DA FARE - Seleziona dai record qui sotto ogni riga in cui compare la parola "stone".
○ ○ ○ ○ ○ ○ ○
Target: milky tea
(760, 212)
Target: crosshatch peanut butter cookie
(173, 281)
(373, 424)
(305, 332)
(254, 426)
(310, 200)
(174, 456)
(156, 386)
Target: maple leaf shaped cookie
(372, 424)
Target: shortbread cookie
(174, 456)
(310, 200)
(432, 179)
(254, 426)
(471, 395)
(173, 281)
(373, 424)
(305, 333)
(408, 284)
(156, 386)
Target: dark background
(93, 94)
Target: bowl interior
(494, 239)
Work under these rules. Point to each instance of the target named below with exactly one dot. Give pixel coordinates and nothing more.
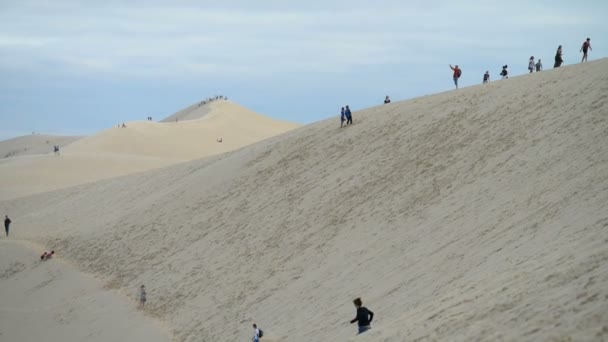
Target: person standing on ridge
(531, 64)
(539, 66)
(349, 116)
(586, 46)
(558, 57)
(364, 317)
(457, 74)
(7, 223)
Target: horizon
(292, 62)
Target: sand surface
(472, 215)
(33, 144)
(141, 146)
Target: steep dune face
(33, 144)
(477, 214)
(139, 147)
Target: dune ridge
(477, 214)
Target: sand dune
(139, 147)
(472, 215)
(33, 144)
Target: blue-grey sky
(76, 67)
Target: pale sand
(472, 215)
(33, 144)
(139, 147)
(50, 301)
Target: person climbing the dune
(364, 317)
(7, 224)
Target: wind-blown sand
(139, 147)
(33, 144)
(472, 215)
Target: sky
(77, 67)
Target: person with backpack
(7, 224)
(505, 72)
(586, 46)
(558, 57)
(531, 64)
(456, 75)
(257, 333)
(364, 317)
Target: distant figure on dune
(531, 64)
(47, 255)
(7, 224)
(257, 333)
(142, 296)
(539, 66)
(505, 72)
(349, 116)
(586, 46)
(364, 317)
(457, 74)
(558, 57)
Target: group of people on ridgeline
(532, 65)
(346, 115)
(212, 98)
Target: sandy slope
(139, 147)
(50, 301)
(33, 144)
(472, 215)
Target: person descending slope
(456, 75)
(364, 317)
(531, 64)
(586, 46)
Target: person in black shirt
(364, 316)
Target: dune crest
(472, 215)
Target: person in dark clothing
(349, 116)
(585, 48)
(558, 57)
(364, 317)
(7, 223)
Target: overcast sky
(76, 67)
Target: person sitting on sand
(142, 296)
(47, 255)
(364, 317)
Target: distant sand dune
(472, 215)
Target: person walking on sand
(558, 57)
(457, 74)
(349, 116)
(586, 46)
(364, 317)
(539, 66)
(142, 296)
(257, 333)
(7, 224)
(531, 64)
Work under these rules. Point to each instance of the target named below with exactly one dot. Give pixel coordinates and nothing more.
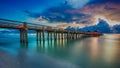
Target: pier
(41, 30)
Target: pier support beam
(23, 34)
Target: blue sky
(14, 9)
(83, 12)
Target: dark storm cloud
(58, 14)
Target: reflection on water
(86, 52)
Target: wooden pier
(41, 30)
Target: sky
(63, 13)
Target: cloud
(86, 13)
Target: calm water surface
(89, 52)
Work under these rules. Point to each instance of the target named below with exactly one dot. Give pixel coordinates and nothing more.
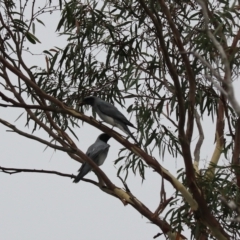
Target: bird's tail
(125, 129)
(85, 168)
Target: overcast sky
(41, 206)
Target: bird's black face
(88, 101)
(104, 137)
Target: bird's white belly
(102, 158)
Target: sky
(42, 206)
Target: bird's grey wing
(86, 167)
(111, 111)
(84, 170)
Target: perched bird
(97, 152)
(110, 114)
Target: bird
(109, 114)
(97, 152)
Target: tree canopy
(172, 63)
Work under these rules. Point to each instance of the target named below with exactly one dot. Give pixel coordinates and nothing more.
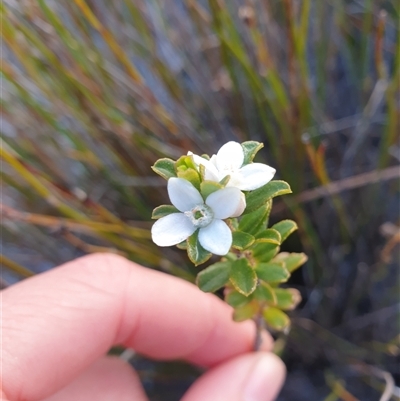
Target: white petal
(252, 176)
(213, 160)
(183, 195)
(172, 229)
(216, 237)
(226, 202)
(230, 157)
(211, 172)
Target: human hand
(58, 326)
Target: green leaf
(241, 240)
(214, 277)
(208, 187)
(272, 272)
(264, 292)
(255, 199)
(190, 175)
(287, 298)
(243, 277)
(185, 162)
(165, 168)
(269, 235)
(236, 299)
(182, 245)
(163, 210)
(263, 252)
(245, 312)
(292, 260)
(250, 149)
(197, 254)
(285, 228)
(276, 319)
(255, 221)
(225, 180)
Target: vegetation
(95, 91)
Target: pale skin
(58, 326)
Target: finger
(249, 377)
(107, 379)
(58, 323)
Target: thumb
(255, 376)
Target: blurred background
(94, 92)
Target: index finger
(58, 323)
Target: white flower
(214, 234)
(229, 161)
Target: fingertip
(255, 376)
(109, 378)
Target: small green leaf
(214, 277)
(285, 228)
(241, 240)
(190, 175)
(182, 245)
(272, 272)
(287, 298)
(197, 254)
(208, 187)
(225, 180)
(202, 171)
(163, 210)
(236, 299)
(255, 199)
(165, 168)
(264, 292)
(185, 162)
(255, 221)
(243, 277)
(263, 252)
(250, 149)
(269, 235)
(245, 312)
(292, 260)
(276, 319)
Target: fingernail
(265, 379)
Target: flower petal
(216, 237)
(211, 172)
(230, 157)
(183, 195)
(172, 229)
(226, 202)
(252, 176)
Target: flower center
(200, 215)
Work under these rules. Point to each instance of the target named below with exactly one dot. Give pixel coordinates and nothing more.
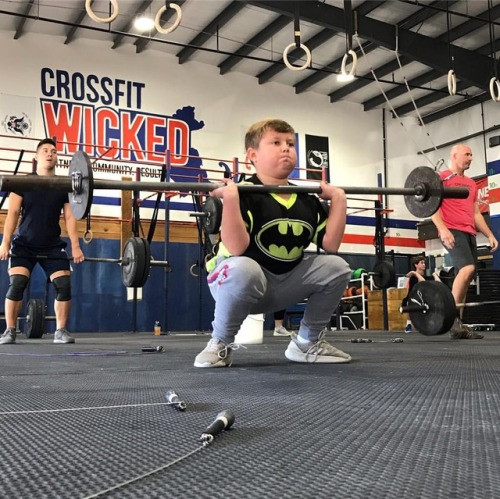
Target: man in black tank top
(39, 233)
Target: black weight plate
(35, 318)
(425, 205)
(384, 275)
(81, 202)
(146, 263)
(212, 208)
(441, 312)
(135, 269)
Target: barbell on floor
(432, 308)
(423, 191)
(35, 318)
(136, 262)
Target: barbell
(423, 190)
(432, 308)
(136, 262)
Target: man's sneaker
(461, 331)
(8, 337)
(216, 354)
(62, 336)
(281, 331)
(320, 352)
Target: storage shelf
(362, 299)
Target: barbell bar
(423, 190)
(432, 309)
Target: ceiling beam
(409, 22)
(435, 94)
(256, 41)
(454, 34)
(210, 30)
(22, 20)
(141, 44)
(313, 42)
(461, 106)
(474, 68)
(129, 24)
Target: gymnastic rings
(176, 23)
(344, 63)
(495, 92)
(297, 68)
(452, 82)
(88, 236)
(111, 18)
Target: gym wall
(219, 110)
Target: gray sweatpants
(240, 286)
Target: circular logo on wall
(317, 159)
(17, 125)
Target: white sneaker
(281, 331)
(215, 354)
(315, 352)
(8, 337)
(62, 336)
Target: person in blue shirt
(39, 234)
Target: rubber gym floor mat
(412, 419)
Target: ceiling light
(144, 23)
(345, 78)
○ ○ ○ ○ ○ ○ ○
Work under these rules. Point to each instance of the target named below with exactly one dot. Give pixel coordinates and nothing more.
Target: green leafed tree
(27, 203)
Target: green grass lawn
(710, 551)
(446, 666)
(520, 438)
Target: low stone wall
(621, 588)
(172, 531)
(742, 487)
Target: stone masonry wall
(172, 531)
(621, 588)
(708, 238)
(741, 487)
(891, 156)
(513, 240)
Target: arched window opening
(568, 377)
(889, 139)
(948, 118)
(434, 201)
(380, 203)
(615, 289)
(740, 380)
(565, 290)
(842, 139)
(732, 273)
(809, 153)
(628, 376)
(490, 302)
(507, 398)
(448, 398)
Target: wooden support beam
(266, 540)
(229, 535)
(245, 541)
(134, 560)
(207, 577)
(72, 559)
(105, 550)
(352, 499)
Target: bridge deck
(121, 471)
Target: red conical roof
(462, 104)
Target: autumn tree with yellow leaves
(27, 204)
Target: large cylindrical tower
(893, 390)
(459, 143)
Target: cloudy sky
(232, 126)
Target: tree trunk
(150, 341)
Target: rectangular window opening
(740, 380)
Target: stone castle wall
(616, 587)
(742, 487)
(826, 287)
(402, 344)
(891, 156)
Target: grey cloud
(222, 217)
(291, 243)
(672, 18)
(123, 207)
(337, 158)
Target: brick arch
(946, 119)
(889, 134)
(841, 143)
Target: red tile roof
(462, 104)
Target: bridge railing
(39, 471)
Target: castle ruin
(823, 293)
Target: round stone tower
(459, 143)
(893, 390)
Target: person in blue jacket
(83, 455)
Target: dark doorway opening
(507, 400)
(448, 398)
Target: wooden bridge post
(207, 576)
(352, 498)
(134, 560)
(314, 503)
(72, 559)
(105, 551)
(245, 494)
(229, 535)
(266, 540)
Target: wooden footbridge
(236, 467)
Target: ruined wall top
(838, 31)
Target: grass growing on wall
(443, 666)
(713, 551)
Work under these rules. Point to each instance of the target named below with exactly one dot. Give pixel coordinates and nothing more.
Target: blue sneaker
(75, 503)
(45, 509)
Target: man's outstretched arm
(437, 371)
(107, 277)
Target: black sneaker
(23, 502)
○ ○ ○ ○ ○ ○ ○
RISULTATO COMPLETO -
Target: low stone wall
Target: stone masonry wall
Target: stone castle wall
Target: round stone tower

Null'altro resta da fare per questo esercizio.